--- Page extract ---
::::

Indian rescuers are battling to free 41 men trapped in a road tunnel for nine days as they prepare to dig an entirely new shaft after previous efforts failed. Excavators on Monday were removing earth, concrete and rubble from the site of the under-construction tunnel in the northern Himalayan state of Uttarakhand that collapsed on November 12.
The trapped workers have access to light, and supplies of oxygen, dry food, water and medicines are being sent via a pipe. At least three workers have complained of dysentery, officials said. The authorities are now trying to send cooked food and set up a phone connection for them through a second, 6-inch (15cm) pipeline being drilled into the debris, with 42 metres (138 feet) out of an estimated 60 metres (200 feet) already completed, said Bhaskar Khulbe, officer on special duty for the tunnel project.
“Our priority is to save 41 lives who are trapped inside the tunnel. Through this [pipeline], we will be able to send necessary things to them,” Road Transport Minister Nitin Gadkari told reporters on Sunday.
Officials are also considering setting up an optical fibre connection through this pipeline, Gadkari added, which can be used to insert a camera or phone connection into the tunnel to help workers speak to their families. But rescue efforts have been slowed by falling debris as well as repeated breakdowns of the crucial heavy drilling machines, with the air force having to twice airlift new kit.

::::

--- Dataset records ---
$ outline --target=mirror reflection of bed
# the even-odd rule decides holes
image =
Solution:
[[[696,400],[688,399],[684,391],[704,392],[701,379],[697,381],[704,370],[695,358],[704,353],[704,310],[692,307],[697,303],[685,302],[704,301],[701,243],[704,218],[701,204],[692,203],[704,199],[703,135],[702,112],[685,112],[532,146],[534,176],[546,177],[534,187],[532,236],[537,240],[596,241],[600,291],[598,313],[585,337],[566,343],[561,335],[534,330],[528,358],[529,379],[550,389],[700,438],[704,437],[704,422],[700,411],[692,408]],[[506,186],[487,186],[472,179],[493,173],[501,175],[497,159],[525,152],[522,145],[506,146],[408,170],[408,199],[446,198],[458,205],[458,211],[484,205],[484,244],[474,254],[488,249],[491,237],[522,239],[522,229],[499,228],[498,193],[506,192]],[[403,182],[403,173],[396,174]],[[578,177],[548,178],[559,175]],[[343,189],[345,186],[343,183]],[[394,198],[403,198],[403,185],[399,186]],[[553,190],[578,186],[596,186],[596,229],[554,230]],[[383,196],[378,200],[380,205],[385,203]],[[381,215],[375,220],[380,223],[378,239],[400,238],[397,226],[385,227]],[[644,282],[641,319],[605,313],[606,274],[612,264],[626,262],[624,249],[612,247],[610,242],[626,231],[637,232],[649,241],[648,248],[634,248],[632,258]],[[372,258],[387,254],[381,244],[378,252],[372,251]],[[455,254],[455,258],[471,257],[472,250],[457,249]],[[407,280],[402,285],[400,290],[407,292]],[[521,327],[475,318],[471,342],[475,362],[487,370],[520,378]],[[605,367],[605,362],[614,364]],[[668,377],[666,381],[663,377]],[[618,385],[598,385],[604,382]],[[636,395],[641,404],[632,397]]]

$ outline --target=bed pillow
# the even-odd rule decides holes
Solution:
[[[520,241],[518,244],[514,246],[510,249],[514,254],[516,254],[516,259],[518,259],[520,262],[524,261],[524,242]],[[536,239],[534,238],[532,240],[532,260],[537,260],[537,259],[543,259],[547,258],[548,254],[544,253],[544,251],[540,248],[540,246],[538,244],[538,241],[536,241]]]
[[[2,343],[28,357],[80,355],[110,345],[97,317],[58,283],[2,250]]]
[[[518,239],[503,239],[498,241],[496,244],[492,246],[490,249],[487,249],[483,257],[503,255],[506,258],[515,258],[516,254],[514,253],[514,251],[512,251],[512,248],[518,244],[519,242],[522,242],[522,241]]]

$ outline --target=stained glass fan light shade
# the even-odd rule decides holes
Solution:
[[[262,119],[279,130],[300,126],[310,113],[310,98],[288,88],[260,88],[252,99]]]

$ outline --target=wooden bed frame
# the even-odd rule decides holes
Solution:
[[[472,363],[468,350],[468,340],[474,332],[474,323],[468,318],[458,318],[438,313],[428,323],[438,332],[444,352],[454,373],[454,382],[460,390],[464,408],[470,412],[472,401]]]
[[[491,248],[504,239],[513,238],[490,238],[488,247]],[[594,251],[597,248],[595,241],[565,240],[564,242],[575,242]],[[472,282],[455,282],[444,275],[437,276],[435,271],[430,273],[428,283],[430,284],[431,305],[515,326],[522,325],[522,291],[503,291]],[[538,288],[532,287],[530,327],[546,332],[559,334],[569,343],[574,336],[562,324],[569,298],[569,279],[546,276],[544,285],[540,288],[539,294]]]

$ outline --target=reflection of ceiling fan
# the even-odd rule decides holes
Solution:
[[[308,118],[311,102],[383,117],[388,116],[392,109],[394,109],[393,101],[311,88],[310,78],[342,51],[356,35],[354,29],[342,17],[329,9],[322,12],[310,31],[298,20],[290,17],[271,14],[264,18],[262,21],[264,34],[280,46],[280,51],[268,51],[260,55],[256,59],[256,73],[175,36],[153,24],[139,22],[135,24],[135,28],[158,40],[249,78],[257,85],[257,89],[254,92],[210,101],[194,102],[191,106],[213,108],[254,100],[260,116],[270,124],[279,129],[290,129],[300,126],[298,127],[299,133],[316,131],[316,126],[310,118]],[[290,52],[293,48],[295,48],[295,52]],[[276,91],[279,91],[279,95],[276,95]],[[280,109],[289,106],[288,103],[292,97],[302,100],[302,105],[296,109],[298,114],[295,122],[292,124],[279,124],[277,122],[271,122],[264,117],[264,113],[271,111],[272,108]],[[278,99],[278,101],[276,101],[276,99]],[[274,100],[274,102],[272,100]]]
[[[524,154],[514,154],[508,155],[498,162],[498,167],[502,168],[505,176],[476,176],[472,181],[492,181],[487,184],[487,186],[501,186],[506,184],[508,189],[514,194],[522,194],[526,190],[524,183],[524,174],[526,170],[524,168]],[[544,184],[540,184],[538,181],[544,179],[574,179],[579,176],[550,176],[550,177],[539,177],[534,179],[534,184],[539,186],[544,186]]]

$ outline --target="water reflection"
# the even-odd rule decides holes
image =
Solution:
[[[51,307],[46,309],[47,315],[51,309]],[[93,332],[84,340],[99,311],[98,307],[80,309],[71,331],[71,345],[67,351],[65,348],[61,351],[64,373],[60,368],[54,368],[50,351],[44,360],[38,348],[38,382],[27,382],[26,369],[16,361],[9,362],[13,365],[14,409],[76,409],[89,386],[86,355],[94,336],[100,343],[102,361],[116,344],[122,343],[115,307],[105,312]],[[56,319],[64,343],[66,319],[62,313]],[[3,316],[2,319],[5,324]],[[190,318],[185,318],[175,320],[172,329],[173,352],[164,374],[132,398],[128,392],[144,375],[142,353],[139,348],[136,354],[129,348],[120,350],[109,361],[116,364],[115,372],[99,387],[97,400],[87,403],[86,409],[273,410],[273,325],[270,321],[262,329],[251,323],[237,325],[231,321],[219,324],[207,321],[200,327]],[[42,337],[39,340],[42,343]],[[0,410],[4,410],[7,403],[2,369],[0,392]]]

::::

--- Activities ---
a – Answer these questions using the tunnel rescue article, one answer per line, marked to match:
(i) On what date did the tunnel collapse?
(ii) How much of the second pipeline had already been drilled?
(iii) How many times has the air force airlifted new equipment?
b – Translate this sentence from the tunnel rescue article into Spanish: "At least three workers have complained of dysentery, officials said."
c – Reproduce the portion of the tunnel rescue article starting at "Indian rescuers are" and ending at "the tunnel project.".

--- Answers to this exercise ---
a –
(i) November 12
(ii) 42 metres (138 feet), out of an estimated 60 metres (200 feet)
(iii) Twice

b – Al menos tres trabajadores se han quejado de disentería, dijeron los funcionarios.

c –
Indian rescuers are battling to free 41 men trapped in a road tunnel for nine days as they prepare to dig an entirely new shaft after previous efforts failed. Excavators on Monday were removing earth, concrete and rubble from the site of the under-construction tunnel in the northern Himalayan state of Uttarakhand that collapsed on November 12.
The trapped workers have access to light, and supplies of oxygen, dry food, water and medicines are being sent via a pipe. At least three workers have complained of dysentery, officials said. The authorities are now trying to send cooked food and set up a phone connection for them through a second, 6-inch (15cm) pipeline being drilled into the debris, with 42 metres (138 feet) out of an estimated 60 metres (200 feet) already completed, said Bhaskar Khulbe, officer on special duty for the tunnel project.